→ **Quoted passage**
Content starts

Monday, February 27, 2012

A new theme in teen lit?


I guess it's not really new...but there are definitely some new takes on the theme of pregnancy, both realistic and fantastical. The trend towards dystopic novels--books set in the near or far future, usually a bleak one with problems for the human race--has spawned a bunch of books with pregnancy (or lack of) as either a main or subsidiary theme.

I just read one in which it is THE theme--Bumped, by Megan McCafferty. In this future, people tend to become infertile (due to a virus) by age 20, so young girls have started "pregging" for dollars, for infertile couples who want a baby. Bumped revolves around identical twins, Melody and Harmony, who were separated at birth and adopted into two very different backgrounds. Melody's progressive professorial parents encouraged her to become the very first girl at her school to sign a pregnancy contract, while Harmony was raised in a religious commune in which girls are committed to arranged marriages by age 12 or 13. The premise was interesting, but the book was kind of silly and improbable (twins = mistaken identities), and was also an obvious set-up for a sequel, which is disappointing when you reach the end only to realize it isn't.

I recently reviewed another book here, with a future world view that made early pregnancies a must--Wither, by Lauren DeStefano. That one was a more serious (and better written) example, and also a more complete story (though sequels are pending for that one, too).

But my favorite so far is a present-day, realistic treatment of the topic by writer Han Nolan, who specializes in stories about teens in difficult situations. Pregnant Pause is about Eleanor (Elly), who at age 16 had sex exactly once with her (loser) boyfriend, Lamont (Lam), got pregnant, tried to pretend it wasn't happening, and ended up confessing the pregnancy to her missionary parents at five months. They are on track to go back to Kenya, where they have a mission (ironically) to care for AIDS babies, so they pressure Elly and Lam into marriage, and then dump her with her in-laws for the summer until she delivers. The MIL and FIL (mother-in-law and father-in-law) run a fat camp for kids, and while Lam does a desultory job as a lifeguard, Elly is detailed to assist with crafts and teach a dance class, even though she knows nothing about either and is also seven months pregnant. Nolan does a masterful job of writing this from the viewpoint of a 16-year-old, and Elly's thoughts and plans jump around from giving up the baby to her barren sister or to her in-laws (when things are going badly) to keeping the baby and moving to Boston (when things are going well). The story builds nicely to the resolution, and I'm happy to say this is a stand-alone book that stands alone quite well!

Content ends

→ **Exercise instructions**
1. Rewrite the teen lit post from "Monday, February 27, 2012" down to "or subsidiary theme.", changing "dystopic" to "dystopian".
2. Answer these questions from the teen lit post.
(a) By what age do people tend to become infertile in the future of Bumped?
(b) In which country do Elly's parents have their mission?
(c) What do Elly's in-laws run?

Excerpts from a dataset:
Content starts

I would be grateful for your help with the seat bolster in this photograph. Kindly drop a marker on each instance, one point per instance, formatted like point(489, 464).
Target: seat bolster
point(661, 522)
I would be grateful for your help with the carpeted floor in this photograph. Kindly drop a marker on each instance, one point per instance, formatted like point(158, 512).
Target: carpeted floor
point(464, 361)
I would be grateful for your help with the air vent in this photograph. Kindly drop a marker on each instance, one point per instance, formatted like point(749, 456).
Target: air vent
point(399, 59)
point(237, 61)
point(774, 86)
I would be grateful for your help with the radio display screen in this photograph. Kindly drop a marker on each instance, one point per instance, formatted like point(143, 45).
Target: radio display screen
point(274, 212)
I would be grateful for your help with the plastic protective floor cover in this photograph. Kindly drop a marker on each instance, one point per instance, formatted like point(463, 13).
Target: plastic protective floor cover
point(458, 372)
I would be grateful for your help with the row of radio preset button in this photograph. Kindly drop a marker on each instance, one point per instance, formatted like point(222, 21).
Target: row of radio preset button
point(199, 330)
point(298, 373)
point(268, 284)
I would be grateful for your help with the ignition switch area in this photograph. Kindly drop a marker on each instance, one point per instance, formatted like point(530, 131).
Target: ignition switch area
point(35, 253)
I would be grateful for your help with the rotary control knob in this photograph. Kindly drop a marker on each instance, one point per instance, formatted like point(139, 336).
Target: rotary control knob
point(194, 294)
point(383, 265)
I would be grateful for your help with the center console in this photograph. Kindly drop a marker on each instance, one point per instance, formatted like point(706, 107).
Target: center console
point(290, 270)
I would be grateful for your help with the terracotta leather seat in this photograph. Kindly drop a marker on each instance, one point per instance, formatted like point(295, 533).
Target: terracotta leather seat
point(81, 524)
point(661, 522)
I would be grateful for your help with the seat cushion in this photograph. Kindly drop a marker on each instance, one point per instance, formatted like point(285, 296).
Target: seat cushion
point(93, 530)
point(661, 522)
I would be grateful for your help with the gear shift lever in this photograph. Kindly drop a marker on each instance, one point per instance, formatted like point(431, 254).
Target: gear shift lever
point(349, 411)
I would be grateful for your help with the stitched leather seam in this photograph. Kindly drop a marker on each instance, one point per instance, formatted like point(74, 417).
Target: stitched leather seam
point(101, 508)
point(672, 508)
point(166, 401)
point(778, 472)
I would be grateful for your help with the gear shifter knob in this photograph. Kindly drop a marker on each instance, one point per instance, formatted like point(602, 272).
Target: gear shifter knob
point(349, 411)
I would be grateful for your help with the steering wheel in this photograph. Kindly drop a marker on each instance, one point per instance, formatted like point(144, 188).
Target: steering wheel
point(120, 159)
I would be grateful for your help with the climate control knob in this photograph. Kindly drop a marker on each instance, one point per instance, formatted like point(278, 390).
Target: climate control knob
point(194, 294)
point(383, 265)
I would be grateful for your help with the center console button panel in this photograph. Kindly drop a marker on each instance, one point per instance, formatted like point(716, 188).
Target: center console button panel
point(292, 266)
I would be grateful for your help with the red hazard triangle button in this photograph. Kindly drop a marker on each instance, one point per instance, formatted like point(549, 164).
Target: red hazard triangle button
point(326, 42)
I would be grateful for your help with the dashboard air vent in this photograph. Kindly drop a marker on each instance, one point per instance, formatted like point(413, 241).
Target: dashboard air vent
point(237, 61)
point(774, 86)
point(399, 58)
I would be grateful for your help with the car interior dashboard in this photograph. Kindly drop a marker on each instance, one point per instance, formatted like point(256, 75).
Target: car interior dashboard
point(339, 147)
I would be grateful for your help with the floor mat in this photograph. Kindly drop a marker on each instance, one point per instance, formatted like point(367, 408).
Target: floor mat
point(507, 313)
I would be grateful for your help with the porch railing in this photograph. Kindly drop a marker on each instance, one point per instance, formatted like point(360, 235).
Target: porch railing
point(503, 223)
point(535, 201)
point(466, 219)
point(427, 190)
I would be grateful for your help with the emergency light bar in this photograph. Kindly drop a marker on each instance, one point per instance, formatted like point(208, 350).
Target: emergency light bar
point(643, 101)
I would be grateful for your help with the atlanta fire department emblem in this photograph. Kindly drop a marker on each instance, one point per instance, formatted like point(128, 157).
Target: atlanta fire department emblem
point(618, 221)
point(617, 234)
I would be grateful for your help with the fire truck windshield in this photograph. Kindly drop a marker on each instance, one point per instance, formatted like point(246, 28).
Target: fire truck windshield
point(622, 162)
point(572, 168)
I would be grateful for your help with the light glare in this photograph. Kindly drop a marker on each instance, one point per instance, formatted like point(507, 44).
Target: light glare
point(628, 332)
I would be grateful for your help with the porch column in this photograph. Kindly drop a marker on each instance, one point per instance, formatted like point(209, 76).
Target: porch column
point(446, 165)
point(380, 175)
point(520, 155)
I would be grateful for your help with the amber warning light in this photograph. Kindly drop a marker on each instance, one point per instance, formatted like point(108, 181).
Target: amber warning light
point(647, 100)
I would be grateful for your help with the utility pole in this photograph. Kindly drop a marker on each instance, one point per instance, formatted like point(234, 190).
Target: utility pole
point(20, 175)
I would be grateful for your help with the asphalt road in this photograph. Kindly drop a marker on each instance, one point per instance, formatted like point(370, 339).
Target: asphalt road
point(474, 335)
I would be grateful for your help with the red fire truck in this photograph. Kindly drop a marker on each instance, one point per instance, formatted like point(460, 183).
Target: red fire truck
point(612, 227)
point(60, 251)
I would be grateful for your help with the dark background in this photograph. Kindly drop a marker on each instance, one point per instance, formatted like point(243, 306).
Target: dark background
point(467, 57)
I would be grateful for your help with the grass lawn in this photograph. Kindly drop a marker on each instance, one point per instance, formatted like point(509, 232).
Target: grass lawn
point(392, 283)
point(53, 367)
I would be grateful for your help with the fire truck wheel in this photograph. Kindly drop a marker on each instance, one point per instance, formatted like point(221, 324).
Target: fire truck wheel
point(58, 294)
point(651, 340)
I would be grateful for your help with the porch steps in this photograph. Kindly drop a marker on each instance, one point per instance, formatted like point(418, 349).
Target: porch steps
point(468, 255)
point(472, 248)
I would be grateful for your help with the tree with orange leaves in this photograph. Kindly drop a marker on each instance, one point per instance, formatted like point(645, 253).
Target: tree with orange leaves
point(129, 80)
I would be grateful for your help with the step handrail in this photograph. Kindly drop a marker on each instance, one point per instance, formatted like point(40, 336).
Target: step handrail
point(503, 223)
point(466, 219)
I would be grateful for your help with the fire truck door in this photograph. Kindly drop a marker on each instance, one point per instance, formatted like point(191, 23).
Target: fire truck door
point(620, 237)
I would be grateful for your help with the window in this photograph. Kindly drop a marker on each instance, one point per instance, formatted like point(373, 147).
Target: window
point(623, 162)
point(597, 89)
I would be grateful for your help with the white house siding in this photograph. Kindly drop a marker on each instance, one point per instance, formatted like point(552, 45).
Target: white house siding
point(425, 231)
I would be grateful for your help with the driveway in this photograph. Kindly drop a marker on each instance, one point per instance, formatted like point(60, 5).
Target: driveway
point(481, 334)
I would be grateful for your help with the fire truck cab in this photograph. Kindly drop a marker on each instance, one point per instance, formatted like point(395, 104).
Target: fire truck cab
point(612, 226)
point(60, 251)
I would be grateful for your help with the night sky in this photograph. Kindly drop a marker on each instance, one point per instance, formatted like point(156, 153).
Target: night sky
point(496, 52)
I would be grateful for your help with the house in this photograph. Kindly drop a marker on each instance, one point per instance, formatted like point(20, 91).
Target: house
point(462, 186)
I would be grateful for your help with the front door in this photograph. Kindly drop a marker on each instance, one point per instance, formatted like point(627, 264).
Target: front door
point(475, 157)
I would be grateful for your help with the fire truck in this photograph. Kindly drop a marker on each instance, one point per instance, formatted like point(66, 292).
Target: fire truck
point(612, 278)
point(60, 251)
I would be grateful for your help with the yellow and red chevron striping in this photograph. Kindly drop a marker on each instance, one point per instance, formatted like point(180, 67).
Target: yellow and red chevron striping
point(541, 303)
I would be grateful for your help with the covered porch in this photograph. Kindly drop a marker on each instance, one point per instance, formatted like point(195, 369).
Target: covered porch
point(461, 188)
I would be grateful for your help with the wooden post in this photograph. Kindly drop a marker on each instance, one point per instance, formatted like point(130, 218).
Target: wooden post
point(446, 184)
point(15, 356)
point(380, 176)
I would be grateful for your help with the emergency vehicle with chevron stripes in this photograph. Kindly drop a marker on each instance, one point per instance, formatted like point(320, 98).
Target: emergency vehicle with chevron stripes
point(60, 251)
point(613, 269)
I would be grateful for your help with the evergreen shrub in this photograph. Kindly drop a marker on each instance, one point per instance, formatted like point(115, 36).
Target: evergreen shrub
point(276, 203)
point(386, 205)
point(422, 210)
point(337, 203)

Content ends

→ **Task-by-task results**
1.
Monday, February 27, 2012

A new theme in teen lit?


I guess it's not really new...but there are definitely some new takes on the theme of pregnancy, both realistic and fantastical. The trend towards dystopian novels--books set in the near or far future, usually a bleak one with problems for the human race--has spawned a bunch of books with pregnancy (or lack of) as either a main or subsidiary theme.

2.
(a) By age 20.
(b) Kenya.
(c) A fat camp for kids.